Please convert the listing below into a Markdown table with the columns Row and Line. Number every line and leave out any blank ones.

§ §

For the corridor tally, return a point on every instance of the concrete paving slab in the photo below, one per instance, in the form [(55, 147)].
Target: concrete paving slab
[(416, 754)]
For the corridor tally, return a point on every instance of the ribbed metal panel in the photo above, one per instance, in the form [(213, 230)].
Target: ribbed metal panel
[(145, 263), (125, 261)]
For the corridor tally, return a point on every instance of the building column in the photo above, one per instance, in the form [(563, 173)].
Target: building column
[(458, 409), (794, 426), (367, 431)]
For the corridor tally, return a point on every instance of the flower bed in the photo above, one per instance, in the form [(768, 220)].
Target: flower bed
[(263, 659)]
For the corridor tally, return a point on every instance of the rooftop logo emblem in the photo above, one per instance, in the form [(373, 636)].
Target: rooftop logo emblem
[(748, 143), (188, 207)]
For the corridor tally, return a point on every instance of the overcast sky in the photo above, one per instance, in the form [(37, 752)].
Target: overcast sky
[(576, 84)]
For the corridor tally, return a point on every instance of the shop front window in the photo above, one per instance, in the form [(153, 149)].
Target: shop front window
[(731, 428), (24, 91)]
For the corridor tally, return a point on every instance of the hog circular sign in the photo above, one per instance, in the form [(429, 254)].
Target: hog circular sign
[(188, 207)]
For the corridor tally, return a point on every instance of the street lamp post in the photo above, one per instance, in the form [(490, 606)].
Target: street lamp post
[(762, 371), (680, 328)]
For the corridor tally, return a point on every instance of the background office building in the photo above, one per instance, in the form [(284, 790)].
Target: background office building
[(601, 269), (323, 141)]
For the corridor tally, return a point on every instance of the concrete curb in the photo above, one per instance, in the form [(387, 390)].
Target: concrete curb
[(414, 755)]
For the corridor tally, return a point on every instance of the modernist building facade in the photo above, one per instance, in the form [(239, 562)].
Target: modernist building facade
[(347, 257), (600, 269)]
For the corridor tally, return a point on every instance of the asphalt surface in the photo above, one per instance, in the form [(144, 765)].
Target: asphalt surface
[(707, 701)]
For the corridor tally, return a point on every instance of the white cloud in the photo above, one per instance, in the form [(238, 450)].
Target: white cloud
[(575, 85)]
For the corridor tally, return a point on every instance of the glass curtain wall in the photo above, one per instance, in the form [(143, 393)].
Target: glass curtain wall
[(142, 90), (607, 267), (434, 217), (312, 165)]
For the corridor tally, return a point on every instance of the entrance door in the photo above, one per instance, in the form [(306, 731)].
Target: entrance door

§ §

_Result_:
| Row | Line |
|---|---|
| 1 | For the corridor tally, return a point on every instance of the concrete paving slab in the photo below, one per instance, in the form [(55, 147)]. |
| 2 | Target: concrete paving slab |
| 3 | [(416, 754)] |
| 4 | For the corridor tally, return a point on every instance of the ribbed metal panel in the photo above, one per instance, in the form [(213, 230)]. |
| 5 | Target: ribbed metal panel |
| 6 | [(145, 263), (125, 261)] |
| 7 | For the corridor tally, return a point on every instance of the building column in the photo above, one per instance, in the form [(563, 173)]. |
| 8 | Target: building column |
| 9 | [(458, 409), (794, 426), (367, 431)] |
| 10 | For the corridor tally, return a point on every instance of the flower bed in the photo above, one per instance, in the form [(768, 220)]. |
| 11 | Target: flower bed |
| 12 | [(263, 659)] |
| 13 | For the corridor tally, return a point on every instance of the rooftop logo emblem in the photo above, one per instance, in the form [(373, 636)]. |
| 14 | Target: rooftop logo emblem |
| 15 | [(748, 143), (188, 207)] |
| 16 | For the corridor tally, return a point on every instance of the overcast sky in the photo above, one per instance, in the form [(37, 752)]. |
| 17 | Target: overcast sky |
| 18 | [(576, 84)] |
| 19 | For the corridor tally, return a point on every instance of the shop front window in the photo above, one per instance, in the form [(153, 149)]. |
| 20 | Target: shop front window |
| 21 | [(731, 428), (24, 91)] |
| 22 | For the corridor tally, return a point on every instance of the hog circular sign in the photo above, one per instance, in the form [(429, 254)]. |
| 23 | Target: hog circular sign |
| 24 | [(188, 207)] |
| 25 | For the corridor tally, return a point on every instance of the street lamp post in the photo above, one per instance, in the form [(490, 606)]. |
| 26 | Target: street lamp post |
| 27 | [(762, 371), (680, 328)] |
| 28 | For the corridor tally, return a point on every instance of the background office building in the photo above, one per instance, in the form [(284, 790)]. |
| 29 | Target: background office building |
| 30 | [(601, 269), (323, 141)] |
| 31 | For the corridor tally, return a point on every instance of the concrete curb in the photo above, one per instance, in the form [(387, 390)]. |
| 32 | Target: concrete curb |
| 33 | [(414, 755)] |
| 34 | For the corridor tally, return a point on every instance of the modernist building facade in the photo above, one per instance, in the form [(239, 562)]. |
| 35 | Target: modernist building facade |
| 36 | [(347, 257), (600, 269)] |
| 37 | For the corridor tally, return a point on every instance of the asphalt surface in the photo above, one per instance, in the form [(144, 765)]. |
| 38 | Target: asphalt surface |
| 39 | [(707, 701)] |
| 40 | For the corridor tally, return a point on every instance of the white cloud in the photo above, one per instance, in the form [(238, 450)]. |
| 41 | Target: white cloud |
| 42 | [(575, 85)] |
| 43 | For the corridor tally, return a point on every instance of the glass curtain wall in the photo above, one per instance, in the form [(143, 393)]. |
| 44 | Target: glass curtain wall |
| 45 | [(142, 90), (607, 267), (434, 217), (312, 165)] |
| 46 | For the corridor tally, return a point on every instance of the entrance door in the photo above, one per instance, in the form [(306, 731)]. |
| 47 | Target: entrance door |